___ Provided passage ___

Joseph Beuys

Dwarf (Self-Portrait)


Not on display

Joseph Beuys 1921–1986
Graphite on paper
Support: 296 × 209 mm
frame: 674 × 540 × 30 mm
ARTIST ROOMS Tate and National Galleries of Scotland
ARTIST ROOMS Acquired jointly with the National Galleries of Scotland through The d'Offay Donation with assistance from the National Heritage Memorial Fund and the Art Fund 2008


The pencil drawing Dwarf (Self-Portrait) 1965 is both a self-portrait of the artist and a representation of the dwarf king Alberich, the central character from the opera cycle Der Ring des Nibelungen (1848–74) by the German composer Richard Wagner (1813–1883). This small work was rapidly sketched in pencil on white paper, apparently taken from a sketchbook, given its torn left edge. The figure occupies the right side of the page while the left side is empty, apart from the word ‘ZWERG’ (‘dwarf’ in German), written in capital letters in the top left corner. The drawing is also signed, dated and titled on its verso.

___ Excerpted records ___

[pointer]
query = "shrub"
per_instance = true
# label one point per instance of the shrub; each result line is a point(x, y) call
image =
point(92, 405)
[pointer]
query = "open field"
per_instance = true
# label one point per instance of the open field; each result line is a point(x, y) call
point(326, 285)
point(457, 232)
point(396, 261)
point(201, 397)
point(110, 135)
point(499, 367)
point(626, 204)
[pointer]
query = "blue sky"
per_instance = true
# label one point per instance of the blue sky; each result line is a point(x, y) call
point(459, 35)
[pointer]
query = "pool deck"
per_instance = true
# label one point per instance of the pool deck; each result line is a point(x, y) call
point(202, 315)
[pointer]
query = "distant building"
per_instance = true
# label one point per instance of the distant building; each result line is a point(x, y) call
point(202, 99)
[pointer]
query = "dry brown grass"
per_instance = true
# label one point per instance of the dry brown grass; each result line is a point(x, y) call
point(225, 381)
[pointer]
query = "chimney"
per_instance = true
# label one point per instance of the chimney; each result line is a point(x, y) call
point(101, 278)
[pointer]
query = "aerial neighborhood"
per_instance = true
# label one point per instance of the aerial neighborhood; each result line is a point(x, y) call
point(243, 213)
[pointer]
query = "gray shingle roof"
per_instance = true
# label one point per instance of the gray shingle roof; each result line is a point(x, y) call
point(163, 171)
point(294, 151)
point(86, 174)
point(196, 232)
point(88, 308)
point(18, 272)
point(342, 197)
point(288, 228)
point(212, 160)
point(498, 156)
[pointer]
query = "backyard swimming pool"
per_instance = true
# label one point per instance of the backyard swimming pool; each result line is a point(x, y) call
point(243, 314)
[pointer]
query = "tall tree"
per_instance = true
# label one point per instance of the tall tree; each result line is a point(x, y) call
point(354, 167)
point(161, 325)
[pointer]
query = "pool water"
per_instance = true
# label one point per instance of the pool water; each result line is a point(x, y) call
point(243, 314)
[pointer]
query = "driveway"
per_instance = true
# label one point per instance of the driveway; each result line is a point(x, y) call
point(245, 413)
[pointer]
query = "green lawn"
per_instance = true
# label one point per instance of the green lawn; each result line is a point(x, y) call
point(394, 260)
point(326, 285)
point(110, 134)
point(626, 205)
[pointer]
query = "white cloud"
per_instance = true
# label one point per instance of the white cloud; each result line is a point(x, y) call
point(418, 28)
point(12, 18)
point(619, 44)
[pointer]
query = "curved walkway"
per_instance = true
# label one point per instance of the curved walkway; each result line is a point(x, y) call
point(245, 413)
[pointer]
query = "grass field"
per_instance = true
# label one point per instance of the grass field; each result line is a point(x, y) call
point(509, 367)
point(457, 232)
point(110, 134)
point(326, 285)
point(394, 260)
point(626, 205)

___

Given instruction A> For each statement, say yes or no to whether it agrees with the Dwarf (Self-Portrait) entry, and quote the exact words that decide it: (i) The drawing was made in ink. (ii) The word 'ZWERG' appears in the top left corner of the page. (iii) The drawing is currently on display.
Given instruction B> From the Dwarf (Self-Portrait) entry, copy word for word the part that opens with the words "The pencil drawing" and closes with "on its verso.".

Full response A>
(i) No: "This small work was rapidly sketched in pencil on white paper"
(ii) Yes: "written in capital letters in the top left corner"
(iii) No: "Not on display"

Full response B>
The pencil drawing Dwarf (Self-Portrait) 1965 is both a self-portrait of the artist and a representation of the dwarf king Alberich, the central character from the opera cycle Der Ring des Nibelungen (1848–74) by the German composer Richard Wagner (1813–1883). This small work was rapidly sketched in pencil on white paper, apparently taken from a sketchbook, given its torn left edge. The figure occupies the right side of the page while the left side is empty, apart from the word ‘ZWERG’ (‘dwarf’ in German), written in capital letters in the top left corner. The drawing is also signed, dated and titled on its verso.